_Exercise requirements_:
The entries below contain a line with "the black jacket of" and a line with "target: white rounded-corner". Retype exactly everything from the first down to the second, both included, and nothing else.

_Given information_:

════════════════════

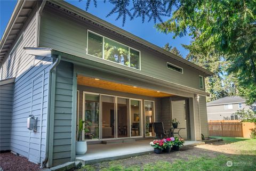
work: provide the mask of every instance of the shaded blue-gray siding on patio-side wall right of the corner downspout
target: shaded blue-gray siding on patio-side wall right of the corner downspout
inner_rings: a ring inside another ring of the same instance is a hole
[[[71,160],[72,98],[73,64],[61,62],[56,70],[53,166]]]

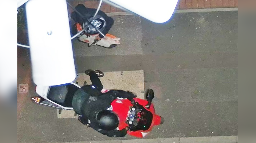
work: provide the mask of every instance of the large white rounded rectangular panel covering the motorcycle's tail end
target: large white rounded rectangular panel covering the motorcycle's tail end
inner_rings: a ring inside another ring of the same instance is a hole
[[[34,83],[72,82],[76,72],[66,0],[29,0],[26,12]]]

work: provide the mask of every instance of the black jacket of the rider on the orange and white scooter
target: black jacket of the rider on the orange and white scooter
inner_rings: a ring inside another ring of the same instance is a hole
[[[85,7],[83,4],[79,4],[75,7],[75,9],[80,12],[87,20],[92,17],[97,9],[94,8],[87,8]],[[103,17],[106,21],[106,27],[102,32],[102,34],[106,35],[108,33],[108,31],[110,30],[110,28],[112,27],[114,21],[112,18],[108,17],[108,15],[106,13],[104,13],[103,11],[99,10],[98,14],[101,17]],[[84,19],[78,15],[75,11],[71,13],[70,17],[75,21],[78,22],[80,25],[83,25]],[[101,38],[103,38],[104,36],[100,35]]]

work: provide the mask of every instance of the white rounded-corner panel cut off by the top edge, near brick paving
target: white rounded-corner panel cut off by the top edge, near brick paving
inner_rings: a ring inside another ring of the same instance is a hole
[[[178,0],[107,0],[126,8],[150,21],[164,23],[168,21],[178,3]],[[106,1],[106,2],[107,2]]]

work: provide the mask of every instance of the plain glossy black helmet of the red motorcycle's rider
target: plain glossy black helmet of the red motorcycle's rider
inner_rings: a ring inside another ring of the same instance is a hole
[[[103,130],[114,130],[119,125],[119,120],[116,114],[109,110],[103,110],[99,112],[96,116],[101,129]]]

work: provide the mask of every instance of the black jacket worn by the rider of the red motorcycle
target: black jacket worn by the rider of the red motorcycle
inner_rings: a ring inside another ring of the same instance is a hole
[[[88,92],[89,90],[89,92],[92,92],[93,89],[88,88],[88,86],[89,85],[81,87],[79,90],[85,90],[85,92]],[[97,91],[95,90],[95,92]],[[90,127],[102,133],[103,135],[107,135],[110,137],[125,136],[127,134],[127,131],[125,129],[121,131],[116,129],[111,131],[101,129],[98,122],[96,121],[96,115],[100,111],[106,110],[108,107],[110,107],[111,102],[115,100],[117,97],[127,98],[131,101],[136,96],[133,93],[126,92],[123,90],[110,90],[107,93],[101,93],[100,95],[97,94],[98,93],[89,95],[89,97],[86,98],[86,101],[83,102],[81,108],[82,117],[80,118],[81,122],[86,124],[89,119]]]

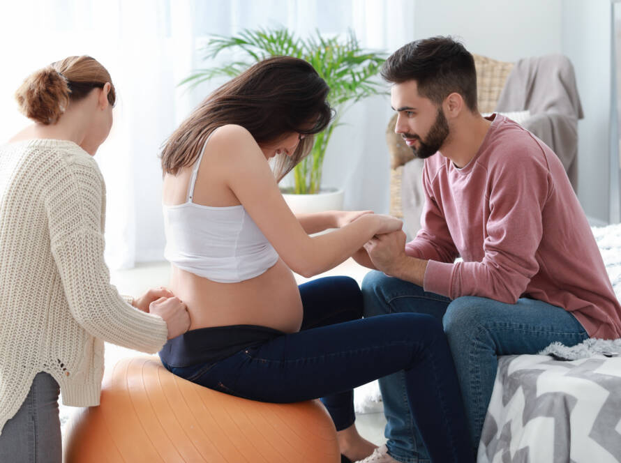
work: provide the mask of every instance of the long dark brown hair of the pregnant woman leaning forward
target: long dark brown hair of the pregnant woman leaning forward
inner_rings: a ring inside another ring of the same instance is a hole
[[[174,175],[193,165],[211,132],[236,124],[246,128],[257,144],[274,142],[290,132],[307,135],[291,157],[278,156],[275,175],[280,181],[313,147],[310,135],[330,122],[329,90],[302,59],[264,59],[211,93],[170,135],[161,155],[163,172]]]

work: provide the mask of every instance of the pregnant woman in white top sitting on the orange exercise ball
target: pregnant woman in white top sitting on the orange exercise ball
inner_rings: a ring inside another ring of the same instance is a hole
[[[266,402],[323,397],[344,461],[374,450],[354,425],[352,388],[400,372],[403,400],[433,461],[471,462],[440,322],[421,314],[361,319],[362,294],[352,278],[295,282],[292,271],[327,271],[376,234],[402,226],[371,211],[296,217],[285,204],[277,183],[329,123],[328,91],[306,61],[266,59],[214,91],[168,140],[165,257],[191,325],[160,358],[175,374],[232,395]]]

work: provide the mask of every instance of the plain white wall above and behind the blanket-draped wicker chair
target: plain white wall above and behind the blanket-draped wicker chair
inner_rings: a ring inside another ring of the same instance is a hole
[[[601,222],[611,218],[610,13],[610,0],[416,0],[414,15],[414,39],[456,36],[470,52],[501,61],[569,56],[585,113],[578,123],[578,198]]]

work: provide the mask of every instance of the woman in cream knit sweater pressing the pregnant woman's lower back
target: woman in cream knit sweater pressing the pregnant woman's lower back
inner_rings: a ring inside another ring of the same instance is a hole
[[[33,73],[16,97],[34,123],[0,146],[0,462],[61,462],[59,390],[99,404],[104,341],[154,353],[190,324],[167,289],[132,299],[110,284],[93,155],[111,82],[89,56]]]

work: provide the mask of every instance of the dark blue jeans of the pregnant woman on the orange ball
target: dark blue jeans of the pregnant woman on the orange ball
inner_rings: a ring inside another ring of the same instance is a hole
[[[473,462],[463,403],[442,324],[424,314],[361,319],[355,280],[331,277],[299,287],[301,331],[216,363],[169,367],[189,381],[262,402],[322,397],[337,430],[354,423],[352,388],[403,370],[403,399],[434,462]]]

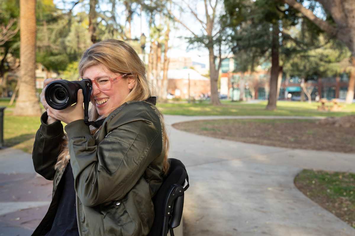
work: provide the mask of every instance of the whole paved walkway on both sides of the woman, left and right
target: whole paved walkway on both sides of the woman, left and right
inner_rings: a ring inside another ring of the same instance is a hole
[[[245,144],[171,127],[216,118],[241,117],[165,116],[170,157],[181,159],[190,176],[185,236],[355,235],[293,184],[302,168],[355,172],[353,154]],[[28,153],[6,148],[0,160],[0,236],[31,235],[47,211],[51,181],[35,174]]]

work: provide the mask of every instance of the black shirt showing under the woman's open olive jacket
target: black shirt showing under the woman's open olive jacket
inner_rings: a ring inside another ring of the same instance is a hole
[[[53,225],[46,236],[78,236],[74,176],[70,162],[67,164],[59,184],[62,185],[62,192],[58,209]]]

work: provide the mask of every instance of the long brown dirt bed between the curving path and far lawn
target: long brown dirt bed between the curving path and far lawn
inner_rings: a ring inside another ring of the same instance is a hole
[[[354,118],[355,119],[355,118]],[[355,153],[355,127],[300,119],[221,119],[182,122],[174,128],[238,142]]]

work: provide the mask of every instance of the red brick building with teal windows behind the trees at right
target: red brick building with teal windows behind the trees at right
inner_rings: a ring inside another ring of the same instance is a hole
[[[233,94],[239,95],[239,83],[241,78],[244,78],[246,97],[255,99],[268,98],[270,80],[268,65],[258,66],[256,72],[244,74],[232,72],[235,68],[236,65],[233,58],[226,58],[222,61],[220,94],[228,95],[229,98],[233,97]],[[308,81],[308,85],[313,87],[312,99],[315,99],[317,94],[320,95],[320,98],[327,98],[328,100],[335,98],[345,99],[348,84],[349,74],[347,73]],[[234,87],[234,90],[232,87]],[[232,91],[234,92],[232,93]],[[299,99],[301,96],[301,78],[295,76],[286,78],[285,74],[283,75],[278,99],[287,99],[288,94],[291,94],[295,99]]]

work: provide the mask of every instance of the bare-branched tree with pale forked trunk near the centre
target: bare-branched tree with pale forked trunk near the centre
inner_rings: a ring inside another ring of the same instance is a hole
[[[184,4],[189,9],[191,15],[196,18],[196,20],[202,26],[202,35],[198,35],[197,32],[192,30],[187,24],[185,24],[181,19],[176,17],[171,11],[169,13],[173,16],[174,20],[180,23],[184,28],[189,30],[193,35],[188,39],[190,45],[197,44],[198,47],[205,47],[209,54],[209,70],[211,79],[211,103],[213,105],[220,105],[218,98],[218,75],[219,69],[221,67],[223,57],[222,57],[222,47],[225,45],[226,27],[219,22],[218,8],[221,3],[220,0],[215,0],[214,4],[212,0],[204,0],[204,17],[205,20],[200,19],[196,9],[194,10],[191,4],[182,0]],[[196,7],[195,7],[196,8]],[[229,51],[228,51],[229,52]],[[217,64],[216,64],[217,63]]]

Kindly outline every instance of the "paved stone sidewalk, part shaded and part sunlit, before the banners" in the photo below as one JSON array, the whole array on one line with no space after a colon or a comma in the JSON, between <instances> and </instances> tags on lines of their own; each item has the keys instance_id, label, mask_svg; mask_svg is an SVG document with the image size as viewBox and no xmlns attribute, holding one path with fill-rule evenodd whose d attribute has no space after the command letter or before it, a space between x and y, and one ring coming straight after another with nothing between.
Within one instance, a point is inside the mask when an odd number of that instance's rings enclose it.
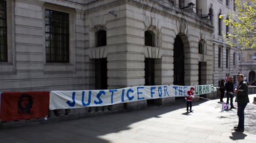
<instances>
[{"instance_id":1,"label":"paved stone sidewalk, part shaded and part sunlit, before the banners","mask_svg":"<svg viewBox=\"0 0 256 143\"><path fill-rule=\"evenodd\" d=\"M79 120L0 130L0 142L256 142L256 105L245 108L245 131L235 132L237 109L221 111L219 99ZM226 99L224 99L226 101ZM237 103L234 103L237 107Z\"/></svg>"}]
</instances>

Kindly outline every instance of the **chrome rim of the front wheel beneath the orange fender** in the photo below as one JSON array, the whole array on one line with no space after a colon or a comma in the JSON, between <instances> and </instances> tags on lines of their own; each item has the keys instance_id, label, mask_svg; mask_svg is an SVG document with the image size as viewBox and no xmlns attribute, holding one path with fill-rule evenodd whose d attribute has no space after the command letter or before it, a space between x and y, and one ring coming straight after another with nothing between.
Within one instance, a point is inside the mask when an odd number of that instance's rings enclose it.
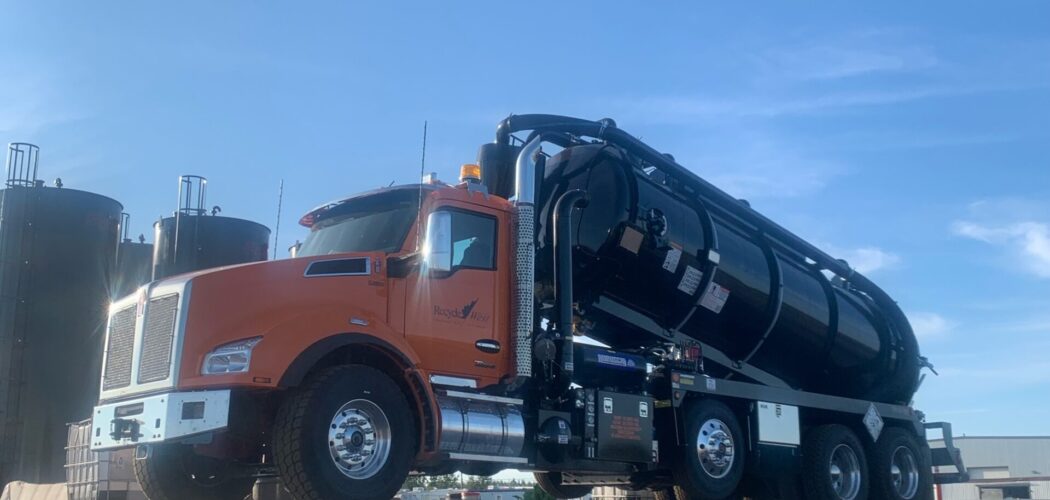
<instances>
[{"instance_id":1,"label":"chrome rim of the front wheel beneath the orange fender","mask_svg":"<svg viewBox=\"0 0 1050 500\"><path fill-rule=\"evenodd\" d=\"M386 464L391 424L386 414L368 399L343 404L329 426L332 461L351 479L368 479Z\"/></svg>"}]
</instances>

════════════════════

_Reply to the task_:
work: provide the mask of every instance of the black jacket of the rider on the orange and white scooter
target: black jacket of the rider on the orange and white scooter
inner_rings: a ring inside another ring of the same instance is a hole
[[[85,7],[83,4],[79,4],[75,7],[75,9],[80,12],[87,20],[92,17],[97,9],[94,8],[87,8]],[[103,17],[106,21],[106,27],[102,32],[102,34],[106,35],[108,33],[108,31],[110,30],[110,28],[112,27],[114,21],[112,18],[108,17],[108,15],[106,13],[104,13],[103,11],[99,10],[98,14],[101,17]],[[84,19],[78,15],[75,11],[71,13],[70,17],[75,21],[78,22],[80,25],[83,25]],[[101,38],[103,38],[104,36],[100,35]]]

work: provide the mask of every instance of the white rounded-corner panel cut off by the top edge, near brick paving
target: white rounded-corner panel cut off by the top edge, near brick paving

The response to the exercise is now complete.